* _EXERCISE REQUIREMENTS_
1: From the news report on John Hinckley's release, pull out the passage starting with "John Hinckley is responsible" and going on through "in his opinion.".
2: In the news report on John Hinckley's release, how long had his stay in the mental institution lasted?

* _EXCERPTED TEXT_
□ □ □ □ □
- The Washington Times - Wednesday, July 27, 2016

The Ronald Reagan Presidential Foundation issued a response Wednesday to a federal judge’s decision to release the would-be assassin of the nation’s 40th president from a mental institution after a stay that spanned three decades.

John Hinckley is responsible for the shooting of President Reagan and three other brave men. One died two years ago from the wounds he received. Contrary to the judge’s decision, we believe John Hinckley is still a threat to others and we strongly oppose his release.” the organization said in a statement.

“The Court finds that Mr. Hinckley has received the maximum benefits possible in the in-patient setting. The court finds by the preponderance of the evidence that Mr. Hinckley will not be a danger to himself or to others if released on full-time convalescent leave to Williamsburg under the conditions proposed,” Mr. Friedman wrote in his opinion.
□ □ □ □ □
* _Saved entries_
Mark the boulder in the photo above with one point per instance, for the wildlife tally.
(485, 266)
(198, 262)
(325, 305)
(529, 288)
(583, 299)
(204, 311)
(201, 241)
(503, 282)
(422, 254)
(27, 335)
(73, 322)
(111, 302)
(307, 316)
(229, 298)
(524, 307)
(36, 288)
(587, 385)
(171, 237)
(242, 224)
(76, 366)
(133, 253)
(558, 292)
□ □ □ □ □
* _TASK-BY-TASK ANSWERS_
1:
John Hinckley is responsible for the shooting of President Reagan and three other brave men. One died two years ago from the wounds he received. Contrary to the judge’s decision, we believe John Hinckley is still a threat to others and we strongly oppose his release.” the organization said in a statement.

“The Court finds that Mr. Hinckley has received the maximum benefits possible in the in-patient setting. The court finds by the preponderance of the evidence that Mr. Hinckley will not be a danger to himself or to others if released on full-time convalescent leave to Williamsburg under the conditions proposed,” Mr. Friedman wrote in his opinion.

2: Three decades.